[Dataset items]
=======
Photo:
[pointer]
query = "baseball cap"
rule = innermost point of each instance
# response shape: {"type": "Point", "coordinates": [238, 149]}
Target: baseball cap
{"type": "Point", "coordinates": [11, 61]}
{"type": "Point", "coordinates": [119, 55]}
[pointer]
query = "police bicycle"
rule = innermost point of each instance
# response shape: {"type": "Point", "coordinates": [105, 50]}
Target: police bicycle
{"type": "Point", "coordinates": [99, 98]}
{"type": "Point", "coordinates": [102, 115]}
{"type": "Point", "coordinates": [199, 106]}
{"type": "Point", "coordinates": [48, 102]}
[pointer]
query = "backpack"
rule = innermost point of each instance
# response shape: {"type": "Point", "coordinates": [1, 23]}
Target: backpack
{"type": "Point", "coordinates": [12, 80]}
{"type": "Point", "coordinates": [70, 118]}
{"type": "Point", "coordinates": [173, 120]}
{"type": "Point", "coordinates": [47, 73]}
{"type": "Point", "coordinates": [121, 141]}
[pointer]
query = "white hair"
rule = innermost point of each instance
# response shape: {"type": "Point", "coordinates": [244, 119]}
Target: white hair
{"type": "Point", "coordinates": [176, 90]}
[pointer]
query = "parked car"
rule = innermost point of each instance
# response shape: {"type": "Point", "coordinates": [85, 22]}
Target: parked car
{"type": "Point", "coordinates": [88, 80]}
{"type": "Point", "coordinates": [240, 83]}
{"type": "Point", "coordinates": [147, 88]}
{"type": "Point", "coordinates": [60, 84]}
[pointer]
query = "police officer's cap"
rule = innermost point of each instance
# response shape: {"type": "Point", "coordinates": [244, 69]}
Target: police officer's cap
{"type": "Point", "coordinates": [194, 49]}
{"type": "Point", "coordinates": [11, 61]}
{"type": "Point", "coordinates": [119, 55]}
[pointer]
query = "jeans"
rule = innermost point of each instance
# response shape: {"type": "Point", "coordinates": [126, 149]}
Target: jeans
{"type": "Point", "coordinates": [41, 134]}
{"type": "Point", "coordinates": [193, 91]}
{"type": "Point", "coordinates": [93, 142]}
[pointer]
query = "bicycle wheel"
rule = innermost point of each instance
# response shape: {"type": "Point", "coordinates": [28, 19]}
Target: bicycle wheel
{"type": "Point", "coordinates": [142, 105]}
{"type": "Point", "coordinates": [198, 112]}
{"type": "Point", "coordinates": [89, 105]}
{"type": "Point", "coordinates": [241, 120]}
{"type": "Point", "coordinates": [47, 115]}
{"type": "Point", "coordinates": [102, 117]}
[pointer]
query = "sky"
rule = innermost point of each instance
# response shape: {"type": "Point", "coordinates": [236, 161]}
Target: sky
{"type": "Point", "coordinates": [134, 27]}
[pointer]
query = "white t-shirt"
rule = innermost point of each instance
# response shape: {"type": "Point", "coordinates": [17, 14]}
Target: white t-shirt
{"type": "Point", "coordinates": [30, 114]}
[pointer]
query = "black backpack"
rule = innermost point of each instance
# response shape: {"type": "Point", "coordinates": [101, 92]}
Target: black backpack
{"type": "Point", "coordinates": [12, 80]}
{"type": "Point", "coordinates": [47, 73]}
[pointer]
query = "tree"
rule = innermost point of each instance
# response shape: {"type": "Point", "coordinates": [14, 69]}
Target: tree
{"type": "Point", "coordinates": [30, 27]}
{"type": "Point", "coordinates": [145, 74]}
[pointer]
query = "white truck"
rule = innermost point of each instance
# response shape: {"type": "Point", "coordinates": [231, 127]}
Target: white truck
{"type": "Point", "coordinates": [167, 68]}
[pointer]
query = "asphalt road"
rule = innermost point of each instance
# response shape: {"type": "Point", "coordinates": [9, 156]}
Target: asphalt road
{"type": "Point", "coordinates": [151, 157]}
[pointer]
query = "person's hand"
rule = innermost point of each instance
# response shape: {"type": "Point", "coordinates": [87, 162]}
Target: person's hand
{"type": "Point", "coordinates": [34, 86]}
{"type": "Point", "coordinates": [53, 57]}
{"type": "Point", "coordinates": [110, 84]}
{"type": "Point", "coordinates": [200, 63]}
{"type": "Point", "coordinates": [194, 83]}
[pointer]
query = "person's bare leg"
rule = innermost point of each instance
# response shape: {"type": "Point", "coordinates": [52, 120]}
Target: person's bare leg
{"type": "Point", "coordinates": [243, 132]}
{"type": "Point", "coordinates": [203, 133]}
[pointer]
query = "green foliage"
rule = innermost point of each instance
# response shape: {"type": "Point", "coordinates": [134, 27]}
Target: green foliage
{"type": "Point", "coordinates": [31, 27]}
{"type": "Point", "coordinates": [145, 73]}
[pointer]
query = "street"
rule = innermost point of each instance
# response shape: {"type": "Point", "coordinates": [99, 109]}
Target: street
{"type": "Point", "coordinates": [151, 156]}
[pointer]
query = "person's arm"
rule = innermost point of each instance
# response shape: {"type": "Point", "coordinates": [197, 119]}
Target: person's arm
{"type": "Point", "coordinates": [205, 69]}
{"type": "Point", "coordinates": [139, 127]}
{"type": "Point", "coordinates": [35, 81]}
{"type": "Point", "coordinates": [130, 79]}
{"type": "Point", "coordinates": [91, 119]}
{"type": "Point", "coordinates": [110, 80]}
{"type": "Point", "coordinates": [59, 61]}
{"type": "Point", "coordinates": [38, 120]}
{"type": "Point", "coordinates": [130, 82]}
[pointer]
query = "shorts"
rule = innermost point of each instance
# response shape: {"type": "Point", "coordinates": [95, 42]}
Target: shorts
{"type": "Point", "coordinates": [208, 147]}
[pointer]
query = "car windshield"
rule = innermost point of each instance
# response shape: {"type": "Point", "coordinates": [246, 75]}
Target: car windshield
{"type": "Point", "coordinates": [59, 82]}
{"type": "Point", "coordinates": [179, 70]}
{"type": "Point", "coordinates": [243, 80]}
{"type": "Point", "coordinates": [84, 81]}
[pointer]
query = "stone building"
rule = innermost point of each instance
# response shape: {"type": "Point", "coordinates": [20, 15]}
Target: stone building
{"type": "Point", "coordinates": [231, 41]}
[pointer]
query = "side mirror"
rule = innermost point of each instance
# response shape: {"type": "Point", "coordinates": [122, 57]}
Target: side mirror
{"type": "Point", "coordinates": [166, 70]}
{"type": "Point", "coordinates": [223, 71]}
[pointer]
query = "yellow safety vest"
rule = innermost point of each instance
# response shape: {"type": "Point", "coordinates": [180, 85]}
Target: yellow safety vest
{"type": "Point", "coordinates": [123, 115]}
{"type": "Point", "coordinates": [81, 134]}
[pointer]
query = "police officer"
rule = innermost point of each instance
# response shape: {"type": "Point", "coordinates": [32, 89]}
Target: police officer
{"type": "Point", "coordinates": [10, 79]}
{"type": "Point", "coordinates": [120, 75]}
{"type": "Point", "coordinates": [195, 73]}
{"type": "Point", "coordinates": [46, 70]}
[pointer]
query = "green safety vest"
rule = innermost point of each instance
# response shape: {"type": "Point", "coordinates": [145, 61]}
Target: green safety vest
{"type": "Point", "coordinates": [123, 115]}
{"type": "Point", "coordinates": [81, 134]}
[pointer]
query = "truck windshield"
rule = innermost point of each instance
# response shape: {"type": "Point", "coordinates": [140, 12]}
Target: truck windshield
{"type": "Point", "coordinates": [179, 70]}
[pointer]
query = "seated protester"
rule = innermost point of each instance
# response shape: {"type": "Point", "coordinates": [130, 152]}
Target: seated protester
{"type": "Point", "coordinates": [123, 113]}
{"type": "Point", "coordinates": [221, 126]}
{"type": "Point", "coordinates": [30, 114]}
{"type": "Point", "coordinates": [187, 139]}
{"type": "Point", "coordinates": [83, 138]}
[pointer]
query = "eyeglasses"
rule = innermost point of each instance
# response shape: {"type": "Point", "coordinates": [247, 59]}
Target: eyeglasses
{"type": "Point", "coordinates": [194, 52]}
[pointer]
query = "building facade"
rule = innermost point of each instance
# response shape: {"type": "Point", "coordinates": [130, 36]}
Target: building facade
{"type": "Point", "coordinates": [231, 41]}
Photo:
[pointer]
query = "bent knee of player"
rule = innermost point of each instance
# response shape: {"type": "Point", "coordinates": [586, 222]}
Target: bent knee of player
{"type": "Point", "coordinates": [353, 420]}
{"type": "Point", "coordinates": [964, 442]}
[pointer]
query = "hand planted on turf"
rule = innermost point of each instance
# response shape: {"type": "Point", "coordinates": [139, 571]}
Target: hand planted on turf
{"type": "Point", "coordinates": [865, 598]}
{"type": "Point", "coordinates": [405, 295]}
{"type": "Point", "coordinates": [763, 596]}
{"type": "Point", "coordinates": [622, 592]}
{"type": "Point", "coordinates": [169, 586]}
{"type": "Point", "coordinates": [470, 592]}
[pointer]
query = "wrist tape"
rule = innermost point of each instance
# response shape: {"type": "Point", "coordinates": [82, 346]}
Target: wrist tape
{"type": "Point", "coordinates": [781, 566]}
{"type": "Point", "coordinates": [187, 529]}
=======
Gather every line in the dataset items above that contains the word "white" and copy each one out.

query = "white hair"
Target: white hair
query = "white t-shirt"
Target: white t-shirt
query = "white truck"
Target: white truck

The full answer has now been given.